━━ Okuma metni
2-) Marks “İnsan anatomisi, kuyruksuz maymun
anatomisinin anahtarıdır”… Belirli bir gelişim aşaması ve sürecin kendisi,
ancak o sürecin bitim noktasını, sonucunu, gittiği yönü ve gelişerek büründüğü
biçimi bildiğimiz zaman tam olarak anlaşılabilir… Yolun sonuna ulaşınca, farklı
aşamaların içerdiği anlamın yanı sıra, yolun kendisini de bütünlüğü içinde daha
kolay anlayabiliriz. (Sy;32)
2.1.
Tarih
Bilimi, geçmişin yitip gitmesini önlemek için, onu şimdiye çekme çabasıdır.
Geçmişin şimdileştirilmesi, şimdiye çekilerek saptanması, yorumlanması, yeniden
kurgulanması demektir. İnsan geçmişini, yaşadıklarını düzenlemek, yorumlamak;
onlarla hesaplaşmak ister. Sağlıklı anımsama geleceğe bakan anımsamadır. İnsan,
geçmişiyle, geleceği yardımıyla hesaplaşır. Tarih belgelere dayanarak yazılır.
Ancak, belge ‘olgu’ değildir. Belge ile olgu arasındaki olası boşluk ancak
yorumla doldurulabilir. Yorumu subjektiflikten uzaklaştırmanın yolu; samimi,
öğrenmeye hazır, eleştiriye açık olmaktır. Tarih, geçmişi yazarken ‘geleceğe’
de yazılır. Hayat, geçmişi ile hayat olduğuna göre, geçmişin yeni yorumları
yeni gelecekleri olası kılar (A. İnam).
2.2.
Yaşandığı
dönemde çok ciddi ve derin ayrılıkların, tasfiyelerin konusu olan olaylar; bu
günden bakınca ‘öğrenme sürecinin’ bir parçası haline gelebiliyor. ‘Suç’
dediğinizde yaptırımın konusu olan anlaşmazlıklar, ‘hata’ dediğinizde
öğrenmenin konusu oluyor. (15.mektupta irdelediğimiz Ekim Devrimi, uluslararası
devrim, iç savaş, kolektivizasyon konularında her iki bakış açısının da
savunulabilir yanları olduğunu; bu günün doğrusunu bulmak için iki bakış
açısının da zenginleştirici katkıları olduğunu konuşmuştuk.)
━━━━
━━ Çıkarılan kayıtlar
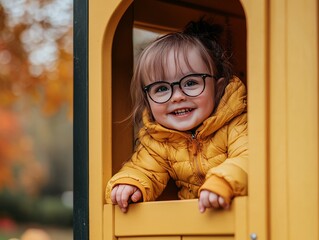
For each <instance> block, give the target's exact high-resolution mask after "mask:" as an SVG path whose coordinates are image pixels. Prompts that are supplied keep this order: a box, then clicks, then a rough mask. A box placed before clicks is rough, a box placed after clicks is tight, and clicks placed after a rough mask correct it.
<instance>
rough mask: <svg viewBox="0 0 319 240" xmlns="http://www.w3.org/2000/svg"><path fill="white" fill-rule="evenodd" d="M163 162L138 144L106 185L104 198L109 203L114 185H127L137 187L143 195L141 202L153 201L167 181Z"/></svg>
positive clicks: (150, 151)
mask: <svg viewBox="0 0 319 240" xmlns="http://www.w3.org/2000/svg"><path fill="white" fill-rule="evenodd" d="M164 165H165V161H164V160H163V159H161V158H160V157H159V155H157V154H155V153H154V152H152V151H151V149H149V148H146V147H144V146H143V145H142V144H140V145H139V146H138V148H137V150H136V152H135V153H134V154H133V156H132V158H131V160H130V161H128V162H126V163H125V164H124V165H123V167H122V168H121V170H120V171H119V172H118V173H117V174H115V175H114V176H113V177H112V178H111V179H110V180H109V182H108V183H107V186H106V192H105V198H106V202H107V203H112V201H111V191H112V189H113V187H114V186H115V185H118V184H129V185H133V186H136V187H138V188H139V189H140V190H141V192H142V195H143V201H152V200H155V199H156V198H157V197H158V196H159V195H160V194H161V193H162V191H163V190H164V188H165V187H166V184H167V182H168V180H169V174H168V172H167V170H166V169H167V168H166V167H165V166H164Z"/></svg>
━━━━
━━ Çıkarılan kayıtlar
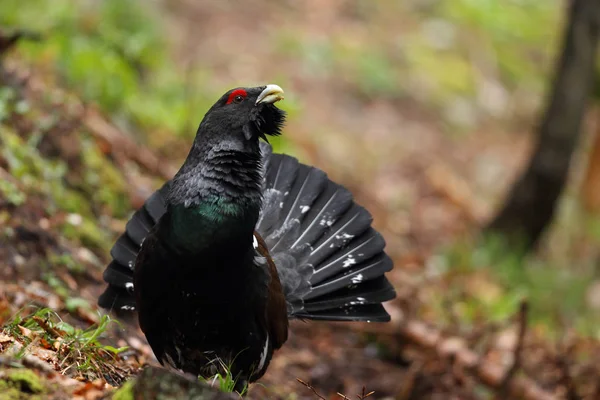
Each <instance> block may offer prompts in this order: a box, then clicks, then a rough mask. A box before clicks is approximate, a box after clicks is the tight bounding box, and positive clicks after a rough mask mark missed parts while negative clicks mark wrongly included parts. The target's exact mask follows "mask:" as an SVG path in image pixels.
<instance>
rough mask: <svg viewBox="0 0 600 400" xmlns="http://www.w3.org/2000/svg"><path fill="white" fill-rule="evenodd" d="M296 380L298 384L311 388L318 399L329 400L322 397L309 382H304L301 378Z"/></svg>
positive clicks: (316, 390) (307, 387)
━━━━
▶ [Yapılacak işler]:
(a) Okuma metnine göre tarih neye dayanarak yazılır?
(b) Aşağıdaki ifadeler okuma metniyle uyuşuyor mu? Her biri için evet ya da hayır deyin ve karar veren sözleri metinden aynen alıntılayın.
(i) Belge ile olgu aynı şeydir.
(ii) Sağlıklı anımsama, geleceğe bakan anımsamadır.
(iii) "Hata" dendiğinde anlaşmazlıklar yaptırımın konusu olur.
(c) Tarih bilimi ve geçmişin yorumlanması üzerine olan okuma metnini son cümlesinden sonra sürdürün.

▶ [Alıştırma sonuçları]:
(a) Belgelere dayanarak yazılır.

(b)
(i) Hayır: "Ancak, belge ‘olgu’ değildir."
(ii) Evet: "Sağlıklı anımsama geleceğe bakan anımsamadır."
(iii) Hayır: "‘Suç’ dediğinizde yaptırımın konusu olan anlaşmazlıklar, ‘hata’ dediğinizde öğrenmenin konusu oluyor."

(c)
2.3.
Örneğin,
1927’deki Parti Kongresinde %1’in altında oy alan Troçkist muhalefeti ve uzun
zaman Lenin’le birlikte mücadele etmiş isimleri Nazi Gestaposu ile işbirliği
içinde (faşizmin ajanı/hain) gösteren Moskova Duruşmaları ‘son tahlilde’ neye
hizmet etmiştir? Kazanan ‘devrim ve sosyalizm’ mi olmuştur?
1956 yılında Kruşçev
tarafından başlatılan Destanilizasyon süreci, niyetlenildiği gibi yalnızca
Stalin’i mi itibarsızlaştırdı; ya da ‘sosyalizm adına yaşadıklarımızın hepsi
boşmuş’ dedirterek duygusal bir kopuşu mu tetikledi?
2.4.
Deng
Xiaoping tarafından Mao döneminin muhasebesi yapılırken “Bu devrimin pratik
süreci içinde ortaya çıkan hatalara ve zaaflara gelince, bunlar bütün Parti ve
bütün ülke halkının görüş birliğine ulaştırmak amacıyla uygun bir zamanda
tecrübeler ve dersler biçiminde özetlenmelidir. Ancak bu konuda ecele
edilmemelidir.” denildi. Böylece kötülemeye değil, hatalardan dersler çıkaran
bir ‘öğrenme sürecine’ vurgu yapılarak ‘duygusal travma’ engellenmeye çalışıldı.
2.5.
G.Lukacs
‘Lenin’in düşüncesi ve devrimin güncelliği’ kitabında, Leninizm’i devrim
döneminin Marksizm’i olarak tanımlar. Aynı Lenin ‘Sol Komünizm Bir Çocukluk
Hastalığı’ kitabında “Parlamenter savaşım biçimi ile parlamento-dışı savaşım
biçiminin, parlamentonun boykotu ile parlamentoya katılma taktiğinin, legal ve
illegal savaşım biçimlerinin birbirini izlemesi ve aynı zamanda bu biçimler
arasında bulunan bağların ve ilişkilerin birbirini izlemesi, bütün bunlar
şaşırtıcı, zengin bir içerikle ortaya çıkmaktaydı.” diyerek, birbirinin karşıtı
gibi görünen tüm mücadele biçimlerinin devrim mücadelesinin ‘müktesebatında’
olduğunu söylemektedir.
2.6.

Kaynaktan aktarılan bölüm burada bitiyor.